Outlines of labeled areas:
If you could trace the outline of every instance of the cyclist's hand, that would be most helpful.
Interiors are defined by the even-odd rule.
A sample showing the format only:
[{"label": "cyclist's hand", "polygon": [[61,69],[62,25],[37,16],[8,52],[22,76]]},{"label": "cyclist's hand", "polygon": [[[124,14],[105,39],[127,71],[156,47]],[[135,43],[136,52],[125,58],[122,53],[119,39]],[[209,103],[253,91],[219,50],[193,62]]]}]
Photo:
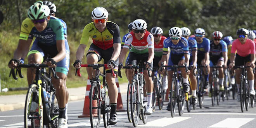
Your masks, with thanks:
[{"label": "cyclist's hand", "polygon": [[234,66],[235,66],[235,64],[233,64],[233,63],[229,64],[229,68],[233,68],[233,67],[234,67]]},{"label": "cyclist's hand", "polygon": [[76,60],[76,61],[75,61],[74,64],[73,64],[73,66],[75,68],[79,69],[81,67],[81,63],[82,62],[81,62],[81,61],[79,60]]},{"label": "cyclist's hand", "polygon": [[56,67],[57,63],[52,58],[47,58],[45,60],[46,64],[49,66],[49,67]]},{"label": "cyclist's hand", "polygon": [[8,67],[11,69],[14,69],[16,68],[19,64],[23,64],[23,63],[24,63],[24,61],[12,59],[8,63]]},{"label": "cyclist's hand", "polygon": [[115,65],[115,61],[114,60],[110,60],[107,62],[107,67],[109,69],[113,69],[115,67],[116,67],[116,65]]},{"label": "cyclist's hand", "polygon": [[150,63],[147,61],[145,62],[144,62],[144,64],[145,65],[145,68],[150,68],[150,67],[151,66],[151,64],[150,64]]},{"label": "cyclist's hand", "polygon": [[121,69],[123,68],[123,63],[119,63],[119,64],[118,64],[118,70],[120,70]]}]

[WHAT YOU WILL DO] Copy all of the lines above word for word, but leave the pictures out.

[FINAL ANSWER]
If you could trace the outline of every instance of the cyclist's hand, that would be most helpful.
Interiors are defined by the even-odd rule.
A sample showing the format only:
[{"label": "cyclist's hand", "polygon": [[61,69],[62,25],[37,16],[8,52],[22,76]]},{"label": "cyclist's hand", "polygon": [[[124,14],[105,39],[127,71],[156,47]],[[135,43],[136,52],[125,58],[122,53],[119,39]],[[209,103],[253,91],[219,50],[193,62]]]}]
Photo:
Your masks, with thanks:
[{"label": "cyclist's hand", "polygon": [[234,66],[235,66],[235,64],[233,64],[233,63],[229,64],[229,68],[233,68],[233,67],[234,67]]},{"label": "cyclist's hand", "polygon": [[76,60],[76,61],[75,61],[74,64],[73,64],[73,66],[75,68],[79,69],[81,67],[81,63],[82,62],[81,62],[81,61],[79,60]]},{"label": "cyclist's hand", "polygon": [[56,67],[57,63],[52,58],[47,58],[45,60],[46,64],[49,66],[49,67]]},{"label": "cyclist's hand", "polygon": [[8,67],[11,69],[14,69],[16,68],[19,64],[23,64],[23,63],[24,63],[24,61],[12,59],[8,63]]},{"label": "cyclist's hand", "polygon": [[115,65],[115,61],[114,60],[110,60],[107,62],[107,67],[109,69],[113,69],[115,67],[116,67],[116,65]]},{"label": "cyclist's hand", "polygon": [[150,63],[147,61],[145,62],[144,62],[144,64],[145,65],[145,68],[150,68],[150,67],[151,66],[151,64],[150,64]]},{"label": "cyclist's hand", "polygon": [[121,69],[123,68],[123,63],[119,63],[119,64],[118,64],[118,70],[120,70]]}]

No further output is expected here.